■ **Requirement**
Write out the entries exactly. None of the pictures should appear in the copy.

■ **Source material**
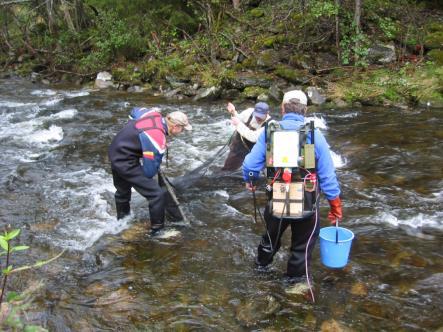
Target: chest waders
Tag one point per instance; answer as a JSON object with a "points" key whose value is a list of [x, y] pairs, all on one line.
{"points": [[239, 147], [152, 140], [290, 171]]}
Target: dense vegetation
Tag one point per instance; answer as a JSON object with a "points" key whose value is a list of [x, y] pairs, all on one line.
{"points": [[326, 43]]}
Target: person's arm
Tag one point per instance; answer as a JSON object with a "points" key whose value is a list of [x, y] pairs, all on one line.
{"points": [[249, 134], [255, 160], [327, 178], [231, 109]]}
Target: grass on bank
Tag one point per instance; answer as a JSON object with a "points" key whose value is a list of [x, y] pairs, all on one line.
{"points": [[410, 84]]}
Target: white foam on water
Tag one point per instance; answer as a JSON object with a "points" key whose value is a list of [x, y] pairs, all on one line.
{"points": [[416, 222], [222, 193], [319, 123], [14, 104], [167, 234], [52, 101], [54, 133], [74, 94], [83, 200], [42, 93], [344, 115], [65, 114]]}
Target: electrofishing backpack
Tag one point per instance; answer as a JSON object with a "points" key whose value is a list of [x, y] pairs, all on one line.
{"points": [[152, 135], [290, 171]]}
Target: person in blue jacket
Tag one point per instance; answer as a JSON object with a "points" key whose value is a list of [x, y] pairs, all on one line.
{"points": [[304, 231], [144, 138]]}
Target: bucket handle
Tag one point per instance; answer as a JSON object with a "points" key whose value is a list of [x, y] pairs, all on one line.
{"points": [[336, 230]]}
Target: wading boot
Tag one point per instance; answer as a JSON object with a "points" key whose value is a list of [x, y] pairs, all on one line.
{"points": [[123, 210], [156, 229]]}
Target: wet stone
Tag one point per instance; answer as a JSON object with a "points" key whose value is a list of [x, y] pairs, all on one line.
{"points": [[359, 289], [333, 326]]}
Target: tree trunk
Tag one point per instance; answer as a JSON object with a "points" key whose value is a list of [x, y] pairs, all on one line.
{"points": [[65, 9], [50, 15], [5, 29], [357, 17], [337, 29]]}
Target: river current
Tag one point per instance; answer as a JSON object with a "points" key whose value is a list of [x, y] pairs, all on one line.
{"points": [[56, 186]]}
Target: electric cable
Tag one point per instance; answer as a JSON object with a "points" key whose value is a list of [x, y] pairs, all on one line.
{"points": [[307, 246]]}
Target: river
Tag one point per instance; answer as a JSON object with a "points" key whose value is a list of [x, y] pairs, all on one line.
{"points": [[57, 188]]}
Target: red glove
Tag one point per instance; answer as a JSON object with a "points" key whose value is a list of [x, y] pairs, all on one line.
{"points": [[335, 210]]}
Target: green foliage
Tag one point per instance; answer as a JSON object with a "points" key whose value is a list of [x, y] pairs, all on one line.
{"points": [[113, 39], [354, 45], [388, 26], [320, 9], [437, 56], [14, 309]]}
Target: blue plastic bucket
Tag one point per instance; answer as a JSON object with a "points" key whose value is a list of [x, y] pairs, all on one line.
{"points": [[335, 254]]}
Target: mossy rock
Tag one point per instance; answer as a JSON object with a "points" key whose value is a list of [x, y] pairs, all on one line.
{"points": [[268, 58], [269, 41], [301, 61], [435, 27], [257, 12], [433, 99], [291, 74], [434, 40], [126, 74], [436, 55], [252, 92]]}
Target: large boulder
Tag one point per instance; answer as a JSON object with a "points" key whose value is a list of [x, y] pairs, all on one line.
{"points": [[208, 93], [103, 80], [381, 54], [315, 95]]}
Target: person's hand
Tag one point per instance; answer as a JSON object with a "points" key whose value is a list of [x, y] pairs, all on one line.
{"points": [[250, 186], [335, 210], [235, 121], [231, 109]]}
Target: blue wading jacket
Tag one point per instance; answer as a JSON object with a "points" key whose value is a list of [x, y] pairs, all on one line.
{"points": [[255, 160], [144, 136]]}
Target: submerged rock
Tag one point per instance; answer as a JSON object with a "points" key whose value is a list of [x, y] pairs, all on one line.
{"points": [[333, 326]]}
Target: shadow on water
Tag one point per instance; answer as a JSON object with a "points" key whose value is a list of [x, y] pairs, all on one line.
{"points": [[56, 187]]}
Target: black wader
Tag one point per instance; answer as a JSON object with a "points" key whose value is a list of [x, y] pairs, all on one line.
{"points": [[301, 231]]}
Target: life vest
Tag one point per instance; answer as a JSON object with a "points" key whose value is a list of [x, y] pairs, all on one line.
{"points": [[152, 135], [290, 171]]}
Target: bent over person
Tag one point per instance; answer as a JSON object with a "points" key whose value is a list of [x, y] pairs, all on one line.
{"points": [[298, 166], [248, 124], [144, 138]]}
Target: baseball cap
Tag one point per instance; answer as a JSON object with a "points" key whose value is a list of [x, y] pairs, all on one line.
{"points": [[295, 94], [179, 118], [261, 110]]}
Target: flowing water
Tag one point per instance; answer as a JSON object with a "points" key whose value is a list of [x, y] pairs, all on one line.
{"points": [[56, 187]]}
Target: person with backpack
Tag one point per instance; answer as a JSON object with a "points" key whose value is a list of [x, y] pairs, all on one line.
{"points": [[143, 138], [298, 166], [248, 124]]}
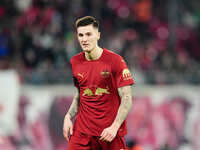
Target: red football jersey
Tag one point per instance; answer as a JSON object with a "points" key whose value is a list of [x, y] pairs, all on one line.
{"points": [[97, 81]]}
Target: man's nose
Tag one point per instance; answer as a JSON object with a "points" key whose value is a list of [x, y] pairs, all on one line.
{"points": [[84, 38]]}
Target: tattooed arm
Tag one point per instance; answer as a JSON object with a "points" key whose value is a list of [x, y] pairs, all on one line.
{"points": [[109, 133], [67, 125], [126, 103], [74, 106]]}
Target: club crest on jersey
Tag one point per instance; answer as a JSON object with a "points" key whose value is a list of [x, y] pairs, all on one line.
{"points": [[105, 73], [126, 74]]}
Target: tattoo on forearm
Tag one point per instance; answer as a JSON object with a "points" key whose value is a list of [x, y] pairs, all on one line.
{"points": [[126, 102], [74, 106]]}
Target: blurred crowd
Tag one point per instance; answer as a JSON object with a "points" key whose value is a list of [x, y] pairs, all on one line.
{"points": [[159, 39], [150, 126]]}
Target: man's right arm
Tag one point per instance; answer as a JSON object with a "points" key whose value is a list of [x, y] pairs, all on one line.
{"points": [[67, 125], [74, 106]]}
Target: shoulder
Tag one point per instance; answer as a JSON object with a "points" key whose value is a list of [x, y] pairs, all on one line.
{"points": [[112, 55]]}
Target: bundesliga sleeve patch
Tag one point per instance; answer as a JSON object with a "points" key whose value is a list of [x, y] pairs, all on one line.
{"points": [[126, 74]]}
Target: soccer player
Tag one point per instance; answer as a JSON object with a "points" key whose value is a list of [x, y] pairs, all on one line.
{"points": [[103, 98]]}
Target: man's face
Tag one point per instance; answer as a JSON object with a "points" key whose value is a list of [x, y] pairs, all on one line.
{"points": [[88, 37]]}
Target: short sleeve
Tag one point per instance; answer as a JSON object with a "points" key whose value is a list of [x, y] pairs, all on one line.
{"points": [[73, 76], [121, 72]]}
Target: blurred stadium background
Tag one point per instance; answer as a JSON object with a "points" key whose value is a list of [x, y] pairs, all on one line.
{"points": [[159, 39]]}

■ **Answer to this exercise**
Target: chest waders
Tag one point per instance; answer as a JSON object with a "points" key whose value is a list of [x, y] pairs, all on one line.
{"points": [[239, 147], [152, 140], [290, 171]]}
Target: dense vegetation
Tag one point per instance; answer as a JSON object with a "points" key whose value is a list of [x, y] pairs, all on one line.
{"points": [[326, 43]]}
Target: person's arm
Tag one point per instance; answer as a JSON object with a "points" key whose value is a list of [x, y] pairs, all on one line.
{"points": [[249, 134], [255, 160], [327, 178], [231, 109]]}
Target: grass on bank
Tag one point per instance; answer as a JSON object with a "points" key whose value is a list of [x, y] pairs, all on one line.
{"points": [[410, 84]]}
Target: white foam on water
Tag one point per instance; answer as a JSON object with a "points" key whose value is a list of [x, y] pairs, all on one line.
{"points": [[416, 222], [222, 193], [319, 123], [14, 104], [167, 234], [52, 101], [54, 133], [74, 94], [83, 200], [42, 93], [344, 115], [65, 114]]}
Target: electrofishing backpack
Tag one point per instance; answer as a JSON object with a "points" key whose value is a list of [x, y] pairs, all on one line.
{"points": [[152, 135], [290, 171]]}
Target: person in blue jacket
Tag one point per instance; answer as a JSON object with a "points" key whose value is a list of [x, y] pairs, all on one line.
{"points": [[304, 231], [144, 138]]}
Target: bucket handle
Tag one point per instance; answer as a JSON object with a "points" key whose value is a list of [x, y] pairs, all on one line.
{"points": [[336, 230]]}
Target: wading boot
Tag one point per instance; answer as a JSON object with a "points" key whose value is a list of [x, y] pairs, all on one line.
{"points": [[123, 210], [156, 229]]}
Target: wet stone
Tag one point per instance; answer as a JSON object with a "points" key whose value is a list of [x, y] pairs, all on one line.
{"points": [[359, 289], [333, 326]]}
Target: tree trunk
Tag one point per instance; answer as a JSON object with a "points" key whose value is a list of [x, y] pairs, all on one line.
{"points": [[65, 9], [50, 15], [5, 29], [357, 17], [337, 29]]}
Target: river current
Tag one point per instance; answer as a JSON object with a "points" key whose value is a list of [x, y] pairs, all on one line.
{"points": [[56, 186]]}
Target: electric cable
Tag one point per instance; answer as a JSON object with a "points" key whose value is a list of [x, y] pairs, all on one line.
{"points": [[307, 246]]}
Target: river
Tag one point per instance; answer as a JSON object with a "points" key whose value is a list of [x, y] pairs, all on one line.
{"points": [[57, 188]]}
Target: red glove
Tag one point per instance; answer as a JSON object with a "points" key whose value is a list of [x, y] pairs, all on one line.
{"points": [[335, 210]]}
Target: green foliage
Tag one point per instance; answer as a JSON object with a "points" key whose value is a list of [x, y] pairs, all on one line.
{"points": [[113, 39], [354, 45], [388, 26], [320, 9], [437, 56], [14, 309]]}
Target: blue plastic bucket
Tag one point per instance; answer as a JSON object with a "points" key whose value is a list of [x, y] pairs, all on one line.
{"points": [[335, 254]]}
Target: mossy rock
Tag one point per instance; answer as a JSON object with a "points" key whose value is a list of [x, y] pairs, all on one line.
{"points": [[268, 58], [269, 41], [301, 61], [435, 27], [257, 12], [433, 99], [291, 74], [434, 40], [126, 74], [436, 55], [252, 92]]}
Target: large boulder
Tag one point per instance; answer as a JSON object with a "points" key whose value is a list of [x, y] pairs, all on one line.
{"points": [[208, 93], [103, 80], [381, 54], [315, 95]]}
Target: person's hand
Tag one point per instance; answer as a JSON object with a "points" key whose value is a list of [x, y] pairs, all on one line.
{"points": [[250, 186], [335, 210], [235, 121], [231, 109]]}
Target: blue wading jacket
Tag one point per instance; answer as a JSON object with a "points" key whose value is a list of [x, y] pairs, all on one line.
{"points": [[255, 160], [144, 136]]}
Target: submerged rock
Tag one point per instance; answer as a JSON object with a "points" key whose value is a list of [x, y] pairs, all on one line.
{"points": [[333, 326]]}
Target: shadow on water
Tag one point per instance; answer as a JSON object with a "points" key whose value is a list of [x, y] pairs, all on one line.
{"points": [[56, 187]]}
Target: black wader
Tag one point per instance; answer as a JSON object with a "points" key whose value is a list of [x, y] pairs, all on one line.
{"points": [[301, 231]]}
Target: life vest
Tag one point per instance; answer as a JSON object with a "points" key whose value is a list of [x, y] pairs, all on one line.
{"points": [[152, 135], [290, 171]]}
Target: bent over person
Tag one point per instance; answer as a JSON object with a "points" key whose value is a list of [x, y] pairs, all on one line.
{"points": [[298, 166], [248, 124], [144, 138]]}
Target: baseball cap
Tag one point per instance; answer as a JSON object with a "points" key whose value is a list of [x, y] pairs, all on one line.
{"points": [[295, 94], [179, 118], [261, 110]]}
Target: flowing water
Tag one point per instance; answer as a JSON object with a "points" key whose value is a list of [x, y] pairs, all on one line.
{"points": [[56, 187]]}
Target: person with backpack
Tag one point per instance; answer as a JSON object with a "points" key whose value is a list of [x, y] pairs, all on one line.
{"points": [[143, 138], [298, 166], [248, 124]]}
Target: red football jersey
Tag one point per instance; answer as a JSON object with a "points" key whose value is a list of [x, y] pairs, all on one line.
{"points": [[97, 81]]}
Target: man's nose
Tag one point per instance; answer as a JSON object with a "points" key whose value is a list of [x, y] pairs, all on one line.
{"points": [[84, 38]]}
Target: tattooed arm
Tag one point per instance; answer as a JSON object with a "points" key whose value is a list of [x, y] pairs, all on one line.
{"points": [[109, 133], [67, 125], [126, 103], [74, 106]]}
Target: club crest on jersey
Tag one point per instance; answer as a JSON object with a "points" key whose value is a list of [x, y] pairs, all on one line.
{"points": [[105, 73], [126, 74]]}
Target: tattoo on forearm
Tag one point per instance; answer as a JSON object with a "points" key whose value is a list of [x, y] pairs, all on one line.
{"points": [[126, 102], [74, 106]]}
Target: blurred crowd
Tag one point per instance; answer as a JSON object with a "points" key whose value is a list of [x, y] pairs, all on one line.
{"points": [[159, 39], [150, 126]]}
Target: man's right arm
Tag one point per instance; answer as a JSON object with a "points" key whose value is a list of [x, y] pairs, all on one line.
{"points": [[67, 125], [74, 106]]}
Target: shoulder
Tag one point per instance; answer as a JSON object with a "points" key whose value is a list of [x, y] pairs, all on one line.
{"points": [[112, 55]]}
Target: bundesliga sleeve patch
Tag one point per instance; answer as a JSON object with a "points" key whose value is a list of [x, y] pairs, all on one line.
{"points": [[126, 74]]}
Target: soccer player
Tag one point per instance; answer as a JSON object with a "points" key whose value is a list of [x, y] pairs, all on one line.
{"points": [[103, 98]]}
Target: man's face
Tag one point per instance; answer as a JSON object with a "points" key whose value is a list of [x, y] pairs, all on one line.
{"points": [[88, 37]]}
Target: short sleeve
Tag one point per instance; answer as a JSON object with a "points" key whose value is a list of [x, y] pairs, all on one line.
{"points": [[73, 76], [121, 72]]}
Target: blurred stadium background
Tag one point per instance; answer as a JSON object with a "points" key whose value is a list of [x, y] pairs, all on one line.
{"points": [[159, 39]]}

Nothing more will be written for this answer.